__What you are asked to do__
How many lines of the listing below contain the word "flat"? Reply with the number alone.

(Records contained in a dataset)
◆ ◆ ◆ ◆ ◆

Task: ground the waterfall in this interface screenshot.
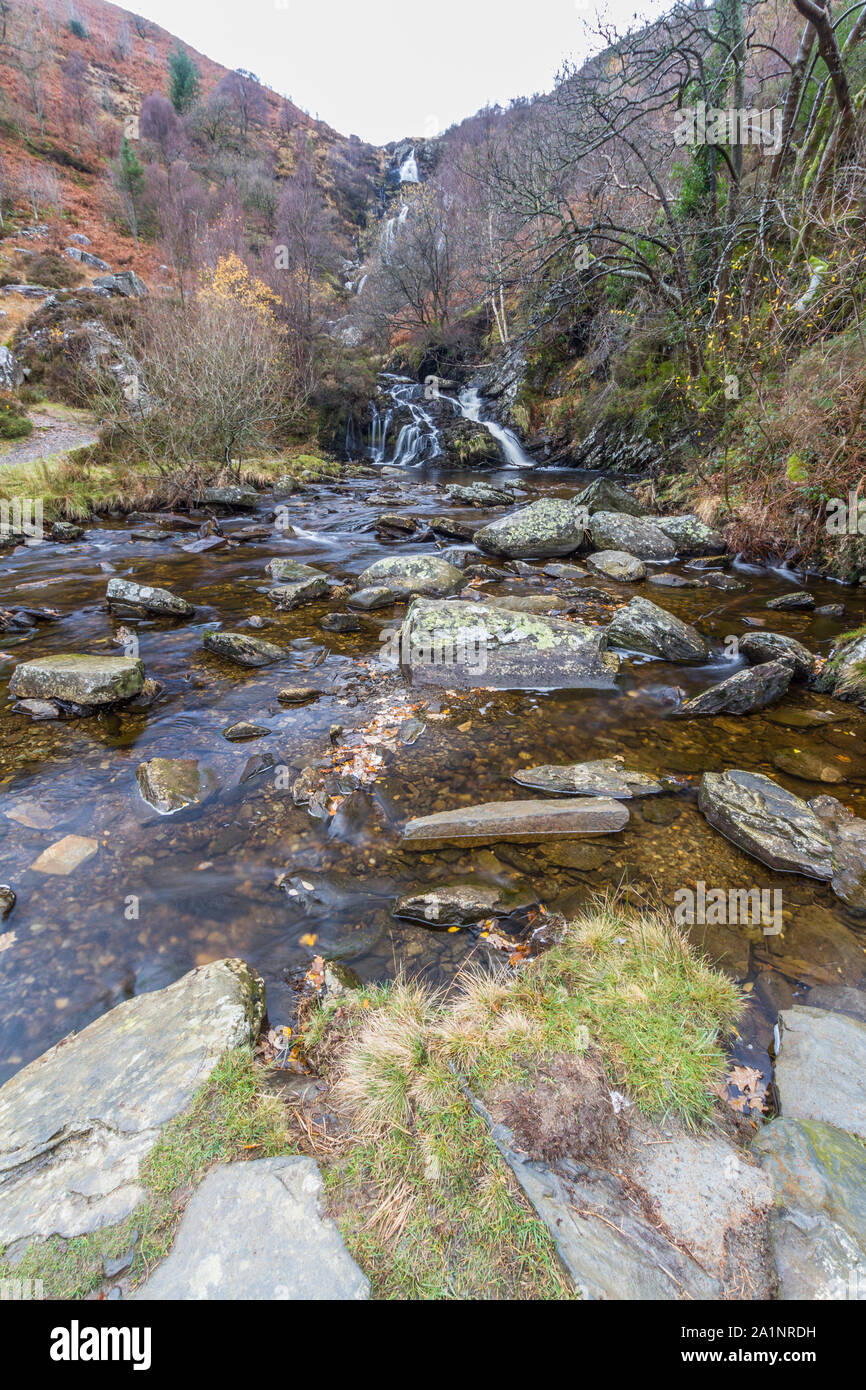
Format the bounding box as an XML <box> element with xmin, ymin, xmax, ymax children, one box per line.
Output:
<box><xmin>459</xmin><ymin>386</ymin><xmax>534</xmax><ymax>468</ymax></box>
<box><xmin>400</xmin><ymin>146</ymin><xmax>420</xmax><ymax>183</ymax></box>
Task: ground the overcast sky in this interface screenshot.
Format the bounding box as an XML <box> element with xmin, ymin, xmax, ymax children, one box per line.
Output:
<box><xmin>129</xmin><ymin>0</ymin><xmax>664</xmax><ymax>145</ymax></box>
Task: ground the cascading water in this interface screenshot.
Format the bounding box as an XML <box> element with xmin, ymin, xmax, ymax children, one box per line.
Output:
<box><xmin>400</xmin><ymin>146</ymin><xmax>421</xmax><ymax>183</ymax></box>
<box><xmin>457</xmin><ymin>386</ymin><xmax>532</xmax><ymax>468</ymax></box>
<box><xmin>367</xmin><ymin>373</ymin><xmax>534</xmax><ymax>468</ymax></box>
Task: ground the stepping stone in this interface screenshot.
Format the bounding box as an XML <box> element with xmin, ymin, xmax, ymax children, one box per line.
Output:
<box><xmin>132</xmin><ymin>1156</ymin><xmax>370</xmax><ymax>1302</ymax></box>
<box><xmin>513</xmin><ymin>758</ymin><xmax>664</xmax><ymax>801</ymax></box>
<box><xmin>31</xmin><ymin>835</ymin><xmax>99</xmax><ymax>877</ymax></box>
<box><xmin>0</xmin><ymin>960</ymin><xmax>264</xmax><ymax>1245</ymax></box>
<box><xmin>403</xmin><ymin>796</ymin><xmax>628</xmax><ymax>849</ymax></box>
<box><xmin>776</xmin><ymin>1004</ymin><xmax>866</xmax><ymax>1140</ymax></box>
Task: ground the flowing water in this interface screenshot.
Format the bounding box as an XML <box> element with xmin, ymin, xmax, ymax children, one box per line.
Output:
<box><xmin>0</xmin><ymin>417</ymin><xmax>866</xmax><ymax>1080</ymax></box>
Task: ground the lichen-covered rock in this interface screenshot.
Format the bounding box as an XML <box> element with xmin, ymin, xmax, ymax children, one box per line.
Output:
<box><xmin>106</xmin><ymin>580</ymin><xmax>196</xmax><ymax>617</ymax></box>
<box><xmin>474</xmin><ymin>498</ymin><xmax>588</xmax><ymax>560</ymax></box>
<box><xmin>574</xmin><ymin>478</ymin><xmax>646</xmax><ymax>517</ymax></box>
<box><xmin>607</xmin><ymin>598</ymin><xmax>709</xmax><ymax>663</ymax></box>
<box><xmin>677</xmin><ymin>659</ymin><xmax>794</xmax><ymax>719</ymax></box>
<box><xmin>587</xmin><ymin>550</ymin><xmax>646</xmax><ymax>584</ymax></box>
<box><xmin>395</xmin><ymin>599</ymin><xmax>619</xmax><ymax>689</ymax></box>
<box><xmin>135</xmin><ymin>761</ymin><xmax>218</xmax><ymax>816</ymax></box>
<box><xmin>589</xmin><ymin>512</ymin><xmax>677</xmax><ymax>560</ymax></box>
<box><xmin>652</xmin><ymin>513</ymin><xmax>727</xmax><ymax>557</ymax></box>
<box><xmin>357</xmin><ymin>555</ymin><xmax>466</xmax><ymax>599</ymax></box>
<box><xmin>740</xmin><ymin>632</ymin><xmax>815</xmax><ymax>681</ymax></box>
<box><xmin>698</xmin><ymin>769</ymin><xmax>833</xmax><ymax>880</ymax></box>
<box><xmin>513</xmin><ymin>758</ymin><xmax>664</xmax><ymax>801</ymax></box>
<box><xmin>10</xmin><ymin>653</ymin><xmax>145</xmax><ymax>705</ymax></box>
<box><xmin>0</xmin><ymin>960</ymin><xmax>264</xmax><ymax>1245</ymax></box>
<box><xmin>202</xmin><ymin>631</ymin><xmax>285</xmax><ymax>666</ymax></box>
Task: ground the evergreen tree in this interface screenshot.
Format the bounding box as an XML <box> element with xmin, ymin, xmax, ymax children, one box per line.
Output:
<box><xmin>168</xmin><ymin>47</ymin><xmax>199</xmax><ymax>115</ymax></box>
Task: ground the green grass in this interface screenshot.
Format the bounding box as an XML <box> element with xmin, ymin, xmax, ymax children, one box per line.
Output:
<box><xmin>0</xmin><ymin>1048</ymin><xmax>295</xmax><ymax>1298</ymax></box>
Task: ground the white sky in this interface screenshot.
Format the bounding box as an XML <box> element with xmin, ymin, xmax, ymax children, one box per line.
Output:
<box><xmin>128</xmin><ymin>0</ymin><xmax>664</xmax><ymax>145</ymax></box>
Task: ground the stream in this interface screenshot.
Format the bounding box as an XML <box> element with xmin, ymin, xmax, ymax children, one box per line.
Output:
<box><xmin>0</xmin><ymin>397</ymin><xmax>866</xmax><ymax>1081</ymax></box>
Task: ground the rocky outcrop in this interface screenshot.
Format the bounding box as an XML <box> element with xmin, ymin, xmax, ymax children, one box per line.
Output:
<box><xmin>0</xmin><ymin>960</ymin><xmax>264</xmax><ymax>1254</ymax></box>
<box><xmin>776</xmin><ymin>1004</ymin><xmax>866</xmax><ymax>1140</ymax></box>
<box><xmin>8</xmin><ymin>653</ymin><xmax>145</xmax><ymax>706</ymax></box>
<box><xmin>587</xmin><ymin>550</ymin><xmax>646</xmax><ymax>584</ymax></box>
<box><xmin>607</xmin><ymin>598</ymin><xmax>709</xmax><ymax>663</ymax></box>
<box><xmin>132</xmin><ymin>1156</ymin><xmax>370</xmax><ymax>1302</ymax></box>
<box><xmin>399</xmin><ymin>594</ymin><xmax>619</xmax><ymax>689</ymax></box>
<box><xmin>698</xmin><ymin>769</ymin><xmax>833</xmax><ymax>880</ymax></box>
<box><xmin>403</xmin><ymin>796</ymin><xmax>628</xmax><ymax>849</ymax></box>
<box><xmin>474</xmin><ymin>498</ymin><xmax>588</xmax><ymax>560</ymax></box>
<box><xmin>106</xmin><ymin>580</ymin><xmax>196</xmax><ymax>617</ymax></box>
<box><xmin>357</xmin><ymin>555</ymin><xmax>466</xmax><ymax>599</ymax></box>
<box><xmin>652</xmin><ymin>513</ymin><xmax>727</xmax><ymax>557</ymax></box>
<box><xmin>589</xmin><ymin>512</ymin><xmax>677</xmax><ymax>560</ymax></box>
<box><xmin>513</xmin><ymin>758</ymin><xmax>664</xmax><ymax>801</ymax></box>
<box><xmin>740</xmin><ymin>632</ymin><xmax>816</xmax><ymax>681</ymax></box>
<box><xmin>677</xmin><ymin>660</ymin><xmax>792</xmax><ymax>719</ymax></box>
<box><xmin>135</xmin><ymin>758</ymin><xmax>217</xmax><ymax>816</ymax></box>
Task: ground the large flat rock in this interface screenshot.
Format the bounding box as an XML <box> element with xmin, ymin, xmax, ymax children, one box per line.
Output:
<box><xmin>8</xmin><ymin>653</ymin><xmax>145</xmax><ymax>705</ymax></box>
<box><xmin>403</xmin><ymin>796</ymin><xmax>628</xmax><ymax>848</ymax></box>
<box><xmin>133</xmin><ymin>1158</ymin><xmax>370</xmax><ymax>1302</ymax></box>
<box><xmin>399</xmin><ymin>599</ymin><xmax>620</xmax><ymax>689</ymax></box>
<box><xmin>776</xmin><ymin>1004</ymin><xmax>866</xmax><ymax>1139</ymax></box>
<box><xmin>0</xmin><ymin>960</ymin><xmax>264</xmax><ymax>1245</ymax></box>
<box><xmin>755</xmin><ymin>1115</ymin><xmax>866</xmax><ymax>1301</ymax></box>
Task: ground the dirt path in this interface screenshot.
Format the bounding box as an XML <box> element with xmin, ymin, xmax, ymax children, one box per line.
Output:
<box><xmin>0</xmin><ymin>406</ymin><xmax>97</xmax><ymax>467</ymax></box>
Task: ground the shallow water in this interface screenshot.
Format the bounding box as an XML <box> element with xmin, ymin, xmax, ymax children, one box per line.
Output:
<box><xmin>0</xmin><ymin>471</ymin><xmax>866</xmax><ymax>1080</ymax></box>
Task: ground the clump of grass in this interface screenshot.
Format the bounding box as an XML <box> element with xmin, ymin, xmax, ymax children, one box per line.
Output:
<box><xmin>0</xmin><ymin>1048</ymin><xmax>296</xmax><ymax>1298</ymax></box>
<box><xmin>304</xmin><ymin>898</ymin><xmax>741</xmax><ymax>1298</ymax></box>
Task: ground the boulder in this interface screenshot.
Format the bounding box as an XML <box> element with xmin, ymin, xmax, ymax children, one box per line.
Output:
<box><xmin>393</xmin><ymin>881</ymin><xmax>538</xmax><ymax>927</ymax></box>
<box><xmin>740</xmin><ymin>632</ymin><xmax>815</xmax><ymax>681</ymax></box>
<box><xmin>474</xmin><ymin>498</ymin><xmax>588</xmax><ymax>560</ymax></box>
<box><xmin>93</xmin><ymin>270</ymin><xmax>147</xmax><ymax>299</ymax></box>
<box><xmin>202</xmin><ymin>482</ymin><xmax>261</xmax><ymax>512</ymax></box>
<box><xmin>357</xmin><ymin>555</ymin><xmax>466</xmax><ymax>599</ymax></box>
<box><xmin>202</xmin><ymin>631</ymin><xmax>285</xmax><ymax>666</ymax></box>
<box><xmin>589</xmin><ymin>512</ymin><xmax>677</xmax><ymax>560</ymax></box>
<box><xmin>776</xmin><ymin>1004</ymin><xmax>866</xmax><ymax>1140</ymax></box>
<box><xmin>0</xmin><ymin>343</ymin><xmax>24</xmax><ymax>391</ymax></box>
<box><xmin>652</xmin><ymin>513</ymin><xmax>727</xmax><ymax>559</ymax></box>
<box><xmin>135</xmin><ymin>761</ymin><xmax>218</xmax><ymax>816</ymax></box>
<box><xmin>403</xmin><ymin>798</ymin><xmax>628</xmax><ymax>849</ymax></box>
<box><xmin>607</xmin><ymin>598</ymin><xmax>709</xmax><ymax>663</ymax></box>
<box><xmin>753</xmin><ymin>1115</ymin><xmax>866</xmax><ymax>1302</ymax></box>
<box><xmin>399</xmin><ymin>599</ymin><xmax>619</xmax><ymax>689</ymax></box>
<box><xmin>587</xmin><ymin>550</ymin><xmax>646</xmax><ymax>584</ymax></box>
<box><xmin>574</xmin><ymin>478</ymin><xmax>646</xmax><ymax>517</ymax></box>
<box><xmin>0</xmin><ymin>960</ymin><xmax>264</xmax><ymax>1245</ymax></box>
<box><xmin>767</xmin><ymin>589</ymin><xmax>815</xmax><ymax>613</ymax></box>
<box><xmin>513</xmin><ymin>758</ymin><xmax>664</xmax><ymax>801</ymax></box>
<box><xmin>698</xmin><ymin>769</ymin><xmax>833</xmax><ymax>880</ymax></box>
<box><xmin>677</xmin><ymin>659</ymin><xmax>792</xmax><ymax>719</ymax></box>
<box><xmin>8</xmin><ymin>655</ymin><xmax>145</xmax><ymax>705</ymax></box>
<box><xmin>132</xmin><ymin>1156</ymin><xmax>370</xmax><ymax>1302</ymax></box>
<box><xmin>815</xmin><ymin>628</ymin><xmax>866</xmax><ymax>705</ymax></box>
<box><xmin>106</xmin><ymin>580</ymin><xmax>196</xmax><ymax>617</ymax></box>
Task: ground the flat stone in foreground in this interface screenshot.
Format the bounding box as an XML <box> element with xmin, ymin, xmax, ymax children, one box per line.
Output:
<box><xmin>8</xmin><ymin>653</ymin><xmax>145</xmax><ymax>705</ymax></box>
<box><xmin>403</xmin><ymin>796</ymin><xmax>628</xmax><ymax>848</ymax></box>
<box><xmin>0</xmin><ymin>960</ymin><xmax>264</xmax><ymax>1245</ymax></box>
<box><xmin>133</xmin><ymin>1158</ymin><xmax>370</xmax><ymax>1302</ymax></box>
<box><xmin>776</xmin><ymin>1004</ymin><xmax>866</xmax><ymax>1139</ymax></box>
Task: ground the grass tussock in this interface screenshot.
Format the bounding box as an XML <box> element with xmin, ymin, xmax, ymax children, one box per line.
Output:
<box><xmin>0</xmin><ymin>1048</ymin><xmax>293</xmax><ymax>1298</ymax></box>
<box><xmin>304</xmin><ymin>898</ymin><xmax>741</xmax><ymax>1298</ymax></box>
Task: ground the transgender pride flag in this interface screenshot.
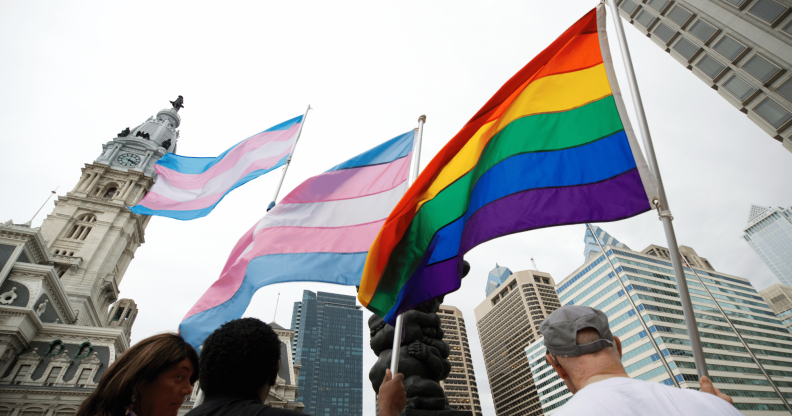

◆ ◆ ◆ ◆ ◆

__Answer for the task__
2